### Passage provided
• • • • • • •

Tuesday, October 11, 2011

Let's all make a little more


       "Concord from Discord"



Maybe all I do is run, but that is not all I think about.

Monday, October 3, 2011

McDonalds??

If you have been driving around Chicago any time recently, or any time at all for that matter, you may have noticed the McDonalds smack dab in the middle of the freeway. Legitly is the medium between the westward bound traffic and those going east. Why was it there? Don't ask questions. Who wouldn't stop for an oreo mcflury at 9:30 at night post-race?





We are sooo happy. (I mean, who wouldn't be?)

What I have been reading...

if you are an American, you know the basics of American history - the revolution, Boston tea party, slavery, Gettysburg, Pearl Harbor, Nine Eleven. But what most Americans don't know, and what I didn't know before I started flipping through the pages of my American literature anthology, is the personal and real stories of the people who made up America and American ideals today. They were wrong about things; they were right about things; they did things, things that made a difference.

Most recently, I just read Harriet Jacobs account of being a slave. Even a peek into the dark side of America reveals such courage and strength. Without strong men and woman like her, America today would be different. Even though she had almost everything taken from her, they could not take away her voice.  I shudder to read what happened during the time of slavery, but I also applaud slaves like Jacobs who changed her world, and changed ours.


Saturday, October 1, 2011


I love my Team! because we are not individuals runners, but one complete unit. Alone, we are just tearing up grass and kicking leaves, but together, we are champions.

Saturday, September 17, 2011

So maybe I am obsessed with my bike? Gotta say, I absolutely love riding it around - to school, to the park, down the road, whatever. A friend showed me this sweet biking web site and I just want to say, I think it is awesome.

Reasons why I love to ride my bike:

1. It is so much fun!
2. Often times I can get places way faster than if I walked or drove.
3. It saves the environment (every little bit helps).
4. It saves gas which is getting pretty pricey.
5. I get to explore new sights and enjoy the weather.
6. I meet other awesome people with bikes.

I am on team Promote bicycle culture everywhere!

• • • • • • •

### Dataset rows

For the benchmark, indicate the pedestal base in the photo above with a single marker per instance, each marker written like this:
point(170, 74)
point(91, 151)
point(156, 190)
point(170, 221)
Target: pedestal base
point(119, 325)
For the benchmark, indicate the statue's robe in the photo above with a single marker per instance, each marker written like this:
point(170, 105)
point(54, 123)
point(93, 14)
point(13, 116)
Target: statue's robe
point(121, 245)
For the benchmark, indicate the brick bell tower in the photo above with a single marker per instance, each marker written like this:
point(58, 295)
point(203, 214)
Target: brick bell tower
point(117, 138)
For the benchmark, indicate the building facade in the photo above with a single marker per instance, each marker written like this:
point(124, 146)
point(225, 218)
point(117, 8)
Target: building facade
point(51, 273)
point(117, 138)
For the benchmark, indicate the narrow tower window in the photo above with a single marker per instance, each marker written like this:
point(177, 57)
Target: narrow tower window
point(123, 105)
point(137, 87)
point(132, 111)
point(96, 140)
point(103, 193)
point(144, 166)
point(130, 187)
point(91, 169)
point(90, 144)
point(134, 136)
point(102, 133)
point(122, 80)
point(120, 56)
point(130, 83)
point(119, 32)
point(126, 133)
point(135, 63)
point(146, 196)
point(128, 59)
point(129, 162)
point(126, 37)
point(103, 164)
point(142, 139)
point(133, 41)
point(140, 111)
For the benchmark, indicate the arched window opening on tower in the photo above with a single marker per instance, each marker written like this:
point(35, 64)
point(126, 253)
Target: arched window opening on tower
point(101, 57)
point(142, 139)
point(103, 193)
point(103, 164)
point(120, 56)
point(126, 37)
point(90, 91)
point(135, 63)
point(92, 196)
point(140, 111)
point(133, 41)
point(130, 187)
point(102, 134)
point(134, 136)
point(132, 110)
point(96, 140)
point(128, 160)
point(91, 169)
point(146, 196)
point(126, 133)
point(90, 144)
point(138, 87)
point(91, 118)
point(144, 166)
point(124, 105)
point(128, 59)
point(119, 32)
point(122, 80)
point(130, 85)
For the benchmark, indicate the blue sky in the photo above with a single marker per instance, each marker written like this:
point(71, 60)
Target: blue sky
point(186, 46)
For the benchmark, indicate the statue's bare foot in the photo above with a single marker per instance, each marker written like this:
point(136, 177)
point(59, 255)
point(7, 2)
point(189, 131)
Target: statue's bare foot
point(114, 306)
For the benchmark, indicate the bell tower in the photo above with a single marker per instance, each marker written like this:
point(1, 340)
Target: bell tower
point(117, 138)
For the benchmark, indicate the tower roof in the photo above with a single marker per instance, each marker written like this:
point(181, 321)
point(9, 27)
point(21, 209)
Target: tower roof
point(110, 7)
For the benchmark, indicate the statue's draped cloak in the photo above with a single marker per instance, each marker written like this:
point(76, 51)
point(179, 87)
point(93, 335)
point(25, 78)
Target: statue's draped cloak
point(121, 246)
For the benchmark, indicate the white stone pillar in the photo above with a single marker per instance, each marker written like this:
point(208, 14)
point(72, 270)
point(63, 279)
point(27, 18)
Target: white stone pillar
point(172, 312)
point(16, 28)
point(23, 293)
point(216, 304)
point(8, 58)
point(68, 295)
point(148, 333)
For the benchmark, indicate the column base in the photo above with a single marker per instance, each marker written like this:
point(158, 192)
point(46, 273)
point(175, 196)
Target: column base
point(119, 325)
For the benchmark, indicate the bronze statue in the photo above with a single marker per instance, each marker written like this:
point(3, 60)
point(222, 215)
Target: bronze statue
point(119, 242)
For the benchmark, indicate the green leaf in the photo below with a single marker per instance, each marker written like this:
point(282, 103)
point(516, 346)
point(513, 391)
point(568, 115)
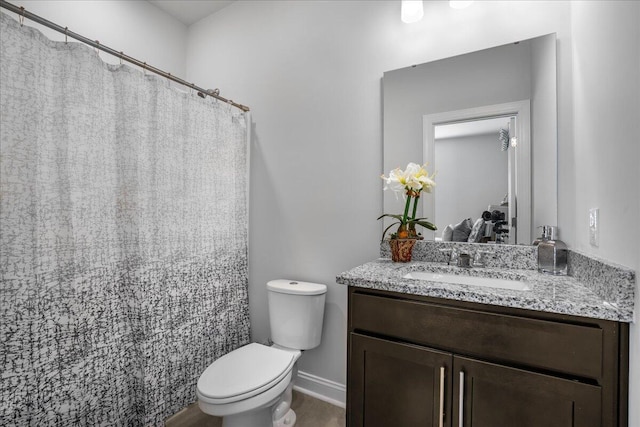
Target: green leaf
point(398, 217)
point(387, 229)
point(426, 224)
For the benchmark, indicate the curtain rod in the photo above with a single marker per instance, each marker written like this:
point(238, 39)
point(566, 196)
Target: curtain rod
point(96, 44)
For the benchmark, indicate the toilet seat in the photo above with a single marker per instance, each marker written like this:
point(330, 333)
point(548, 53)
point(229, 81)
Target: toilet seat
point(244, 373)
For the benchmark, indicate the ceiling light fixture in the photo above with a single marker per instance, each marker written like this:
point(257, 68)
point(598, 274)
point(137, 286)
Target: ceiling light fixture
point(411, 11)
point(457, 4)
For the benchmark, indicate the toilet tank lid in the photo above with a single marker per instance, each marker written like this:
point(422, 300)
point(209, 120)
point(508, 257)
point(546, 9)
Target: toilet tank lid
point(295, 287)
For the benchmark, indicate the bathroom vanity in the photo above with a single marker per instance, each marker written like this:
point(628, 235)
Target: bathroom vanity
point(425, 353)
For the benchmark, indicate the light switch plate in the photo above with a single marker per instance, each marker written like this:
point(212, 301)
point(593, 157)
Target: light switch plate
point(594, 227)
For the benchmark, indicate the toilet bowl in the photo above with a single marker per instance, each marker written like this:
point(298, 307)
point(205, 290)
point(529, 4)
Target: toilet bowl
point(251, 386)
point(244, 386)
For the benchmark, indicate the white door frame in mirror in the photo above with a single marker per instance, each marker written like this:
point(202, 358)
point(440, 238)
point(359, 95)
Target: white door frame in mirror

• • • • • • •

### List of tasks
1/ According to the blog posts, whose account of being a slave did the writer most recently read?
2/ Go on with the blog posts from the point where they stop.

### Answers to each task
1/ Harriet Jacobs's account.

2/
Last thing I want to say, protect against stolen bikes. It is cruel.

Thursday, September 15, 2011

Halloween Caterpillar?

What would you do if you saw one of these inching along?


Saw this up Provo canyon today. Didn't even know it existed. 
Still not sure what it is.
Life, is like Never Before.


Each new moment is a surprise. Each new second is unlike the one before. What will the next moment bring?


Wednesday, September 14, 2011

I've heard it compared to burning buildings, tight roping, or climbing up a rock slide - basically it's just school and life and all the craziness that comes with it. So today, I thought . . . I am sinking in my pile of books and quizzes and papers. Time to gear shift.

Sometimes life can feel like this:


And so, maybe I need something like this:

Okay, that is kind of creepy, but ya, I'm just sayin'.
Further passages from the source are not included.